◆ Exercise
An exact copy of every entry is the answer here, with no pictures.

....

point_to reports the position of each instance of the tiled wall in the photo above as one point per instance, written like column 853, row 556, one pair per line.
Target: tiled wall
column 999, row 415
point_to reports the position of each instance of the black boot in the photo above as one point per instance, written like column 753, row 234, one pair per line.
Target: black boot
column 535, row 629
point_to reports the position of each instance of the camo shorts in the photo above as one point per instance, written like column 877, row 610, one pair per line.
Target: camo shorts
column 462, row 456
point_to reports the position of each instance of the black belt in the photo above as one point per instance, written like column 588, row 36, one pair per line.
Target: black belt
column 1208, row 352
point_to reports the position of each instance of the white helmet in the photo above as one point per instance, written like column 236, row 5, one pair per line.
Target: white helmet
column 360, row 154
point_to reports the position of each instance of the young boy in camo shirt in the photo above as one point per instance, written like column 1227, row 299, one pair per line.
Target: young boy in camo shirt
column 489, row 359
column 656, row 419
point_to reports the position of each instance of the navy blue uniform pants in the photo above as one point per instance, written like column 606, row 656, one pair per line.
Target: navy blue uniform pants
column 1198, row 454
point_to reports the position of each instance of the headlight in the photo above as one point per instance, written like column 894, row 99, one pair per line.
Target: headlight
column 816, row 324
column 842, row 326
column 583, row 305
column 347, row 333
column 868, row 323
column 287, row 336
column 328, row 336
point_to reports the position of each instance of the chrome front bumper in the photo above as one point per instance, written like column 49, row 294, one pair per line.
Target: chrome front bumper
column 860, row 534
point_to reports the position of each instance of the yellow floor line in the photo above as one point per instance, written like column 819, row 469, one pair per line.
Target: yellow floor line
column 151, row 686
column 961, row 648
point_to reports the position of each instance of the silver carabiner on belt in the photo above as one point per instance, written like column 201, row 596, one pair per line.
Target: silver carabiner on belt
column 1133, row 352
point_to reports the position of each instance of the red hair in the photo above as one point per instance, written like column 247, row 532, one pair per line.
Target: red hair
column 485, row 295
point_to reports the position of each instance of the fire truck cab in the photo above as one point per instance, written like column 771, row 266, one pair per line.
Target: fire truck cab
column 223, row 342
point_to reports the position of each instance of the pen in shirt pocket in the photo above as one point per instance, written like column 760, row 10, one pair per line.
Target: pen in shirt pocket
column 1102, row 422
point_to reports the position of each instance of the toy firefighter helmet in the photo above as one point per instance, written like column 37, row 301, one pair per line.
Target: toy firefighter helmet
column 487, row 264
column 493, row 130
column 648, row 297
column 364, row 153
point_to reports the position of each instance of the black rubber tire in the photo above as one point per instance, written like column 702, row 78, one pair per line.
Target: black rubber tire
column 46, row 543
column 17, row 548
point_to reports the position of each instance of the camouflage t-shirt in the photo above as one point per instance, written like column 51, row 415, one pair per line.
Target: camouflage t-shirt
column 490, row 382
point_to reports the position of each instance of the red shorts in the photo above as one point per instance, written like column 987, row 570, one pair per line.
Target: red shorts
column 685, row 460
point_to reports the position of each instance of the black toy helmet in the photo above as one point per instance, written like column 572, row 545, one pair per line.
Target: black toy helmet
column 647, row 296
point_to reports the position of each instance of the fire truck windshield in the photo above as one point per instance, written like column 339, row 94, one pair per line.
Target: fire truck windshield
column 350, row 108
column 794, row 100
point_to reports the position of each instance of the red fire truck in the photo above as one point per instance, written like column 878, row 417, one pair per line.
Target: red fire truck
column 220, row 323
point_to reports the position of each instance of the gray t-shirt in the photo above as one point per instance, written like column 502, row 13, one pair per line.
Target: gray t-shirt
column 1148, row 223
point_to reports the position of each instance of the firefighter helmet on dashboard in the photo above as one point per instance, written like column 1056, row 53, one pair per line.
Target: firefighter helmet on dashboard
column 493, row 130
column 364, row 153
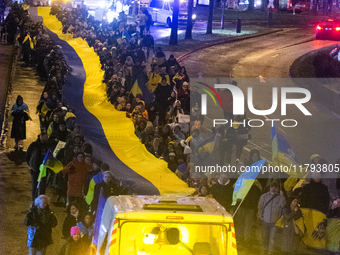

....

◆ Answer to the exercise
point_to reports the position of each instance of the tiled wall in the photo above as one point per instance, written like column 853, row 556, one pair per line.
Target: tiled wall
column 999, row 415
point_to reports the position of each instance of the black boot in the photo above as one point per instance, written like column 753, row 234, one pair per line.
Target: black boot
column 535, row 629
point_to reports the position of each instance of the camo shorts in the photo above as one point per instance, written like column 877, row 610, one pair per line.
Target: camo shorts
column 462, row 456
point_to reports the position of each instance of the black belt in the photo above as one point per instance, written like column 588, row 36, one pair per line.
Target: black belt
column 1208, row 352
point_to reports the position of each instance of the white helmet in the photo above as one point per instance, written like column 236, row 5, one pair per line.
Target: white helmet
column 360, row 154
point_to reports the position of each instance of the young boy in camo shirt in the photo above as one point per instance, written like column 1227, row 299, one pair per line.
Target: young boy in camo shirt
column 489, row 359
column 656, row 419
point_to reports the position of each instance of the navy blue uniform pants in the photo above as one point per instance, written like column 606, row 656, one pair per line.
Target: navy blue uniform pants
column 1198, row 454
point_to reports the position of each instance of the headlight in the photo above as one point per instance, written like column 894, row 99, one pair per line.
Target: headlight
column 816, row 324
column 842, row 326
column 583, row 305
column 347, row 333
column 868, row 323
column 287, row 336
column 328, row 336
point_to reports the position of each instance of the chrome front bumper in the photo above as one point per instance, written like column 49, row 294, one pair per line.
Target: chrome front bumper
column 860, row 534
point_to reports the position of each instance of the yellow floor line in the photo above as one point per instance, written like column 819, row 469, one pair per line.
Target: yellow floor line
column 151, row 686
column 961, row 648
point_to reports the position of each instance of the silver carabiner on belt in the photo above as one point per instance, written like column 201, row 596, one pair per line.
Target: silver carabiner on belt
column 1133, row 352
point_to reports the position of each instance of the red hair in the photo above as one point per instance, written like column 247, row 532, one pair per line.
Target: red hair
column 485, row 295
point_to reports the position of each instance of the fire truck cab in the photo above as one point per instance, written like column 771, row 266, one pair per line.
Target: fire truck cab
column 223, row 342
point_to reports the position of each instance of the pen in shirt pocket in the photo above as one point per instance, written like column 760, row 10, one pair per line.
Target: pen in shirt pocket
column 1102, row 422
point_to reports the position of each instance of the toy firefighter helmet in the photo above as one point per instance, written like column 37, row 301, one pair per line.
Target: toy firefighter helmet
column 487, row 264
column 493, row 130
column 648, row 297
column 364, row 153
point_to reports the position of each instance of the black rubber tire in the photo above as one point per instance, written like column 702, row 78, one pair per line.
Target: black rubber tire
column 46, row 543
column 17, row 548
point_to reports the position of each instance of the camouflage t-shirt in the photo above as one point per instance, written like column 51, row 415, one pair per line.
Target: camouflage t-shirt
column 490, row 382
point_to reports the position of each instance of the red shorts in the photo above as one point per instance, written like column 987, row 570, one pair per line.
Target: red shorts
column 685, row 460
point_to reports the position of each instance of the black toy helmet in the photo above as one point per instance, written like column 572, row 545, one pair per line.
Target: black toy helmet
column 647, row 296
point_to reports the position of each instance of the fire truck windshield in the photo above as one point per instance, written like column 339, row 94, one pair per line.
Target: fire truck windshield
column 350, row 108
column 794, row 100
point_to reports the position of each instance of the red fire truck in the photo above as one point per instance, written like column 878, row 417, one pair per line.
Target: red fire truck
column 220, row 323
point_to reports the position of each instance of the gray t-shirt in the photo above as one point per instance, written like column 502, row 13, one pair per line.
Target: gray t-shirt
column 1148, row 223
point_to reports the position of each instance of the firefighter helmet on dashboard in the photo above as one point per instance, written like column 1056, row 53, one pair per line.
Target: firefighter helmet on dashboard
column 493, row 130
column 364, row 153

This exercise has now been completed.